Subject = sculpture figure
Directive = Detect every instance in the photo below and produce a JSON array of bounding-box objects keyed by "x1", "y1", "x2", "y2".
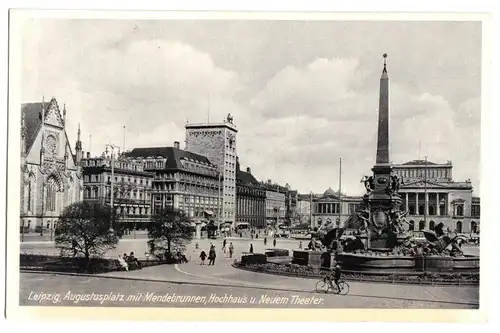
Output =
[
  {"x1": 361, "y1": 176, "x2": 374, "y2": 193},
  {"x1": 422, "y1": 222, "x2": 468, "y2": 256},
  {"x1": 226, "y1": 113, "x2": 234, "y2": 124}
]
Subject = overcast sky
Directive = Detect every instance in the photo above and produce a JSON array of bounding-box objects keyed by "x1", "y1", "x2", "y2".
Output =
[{"x1": 21, "y1": 19, "x2": 481, "y2": 195}]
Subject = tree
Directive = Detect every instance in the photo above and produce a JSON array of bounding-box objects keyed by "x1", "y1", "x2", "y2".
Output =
[
  {"x1": 147, "y1": 207, "x2": 193, "y2": 259},
  {"x1": 55, "y1": 201, "x2": 119, "y2": 262}
]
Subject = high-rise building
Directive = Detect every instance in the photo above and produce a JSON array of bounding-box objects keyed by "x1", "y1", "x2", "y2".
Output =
[{"x1": 185, "y1": 114, "x2": 237, "y2": 227}]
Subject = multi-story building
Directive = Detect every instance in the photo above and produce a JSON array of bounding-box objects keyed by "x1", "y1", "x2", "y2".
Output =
[
  {"x1": 296, "y1": 194, "x2": 314, "y2": 225},
  {"x1": 261, "y1": 180, "x2": 287, "y2": 227},
  {"x1": 125, "y1": 142, "x2": 222, "y2": 228},
  {"x1": 235, "y1": 158, "x2": 266, "y2": 229},
  {"x1": 393, "y1": 159, "x2": 480, "y2": 233},
  {"x1": 310, "y1": 188, "x2": 362, "y2": 229},
  {"x1": 81, "y1": 152, "x2": 154, "y2": 231},
  {"x1": 20, "y1": 97, "x2": 83, "y2": 234},
  {"x1": 184, "y1": 114, "x2": 237, "y2": 227}
]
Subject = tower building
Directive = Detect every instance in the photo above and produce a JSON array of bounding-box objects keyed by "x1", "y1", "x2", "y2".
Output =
[{"x1": 185, "y1": 114, "x2": 238, "y2": 226}]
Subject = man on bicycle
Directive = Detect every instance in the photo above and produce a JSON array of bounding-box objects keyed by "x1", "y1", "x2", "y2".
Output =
[{"x1": 329, "y1": 264, "x2": 342, "y2": 290}]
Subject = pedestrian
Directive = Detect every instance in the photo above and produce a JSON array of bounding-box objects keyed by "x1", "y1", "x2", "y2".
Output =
[
  {"x1": 264, "y1": 237, "x2": 267, "y2": 246},
  {"x1": 195, "y1": 242, "x2": 199, "y2": 250},
  {"x1": 199, "y1": 250, "x2": 207, "y2": 265},
  {"x1": 229, "y1": 242, "x2": 234, "y2": 258},
  {"x1": 299, "y1": 241, "x2": 303, "y2": 250},
  {"x1": 223, "y1": 243, "x2": 227, "y2": 255},
  {"x1": 223, "y1": 238, "x2": 227, "y2": 248},
  {"x1": 273, "y1": 238, "x2": 277, "y2": 248},
  {"x1": 208, "y1": 246, "x2": 216, "y2": 266},
  {"x1": 249, "y1": 244, "x2": 254, "y2": 253}
]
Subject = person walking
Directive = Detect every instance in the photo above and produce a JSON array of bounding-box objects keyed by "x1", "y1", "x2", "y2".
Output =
[
  {"x1": 208, "y1": 246, "x2": 216, "y2": 266},
  {"x1": 299, "y1": 241, "x2": 303, "y2": 250},
  {"x1": 229, "y1": 242, "x2": 234, "y2": 258},
  {"x1": 263, "y1": 237, "x2": 267, "y2": 246},
  {"x1": 249, "y1": 243, "x2": 254, "y2": 253},
  {"x1": 199, "y1": 250, "x2": 207, "y2": 265},
  {"x1": 273, "y1": 238, "x2": 277, "y2": 248},
  {"x1": 222, "y1": 238, "x2": 227, "y2": 249}
]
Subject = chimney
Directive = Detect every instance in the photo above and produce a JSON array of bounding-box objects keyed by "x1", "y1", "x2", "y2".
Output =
[
  {"x1": 174, "y1": 141, "x2": 180, "y2": 149},
  {"x1": 246, "y1": 167, "x2": 251, "y2": 174},
  {"x1": 87, "y1": 152, "x2": 90, "y2": 158}
]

—————

_WHAT IS BEING ASKED_: Say how many lines of the data include the string "building". Nothing other than the number should be given.

_ANSWER SECTION_: 3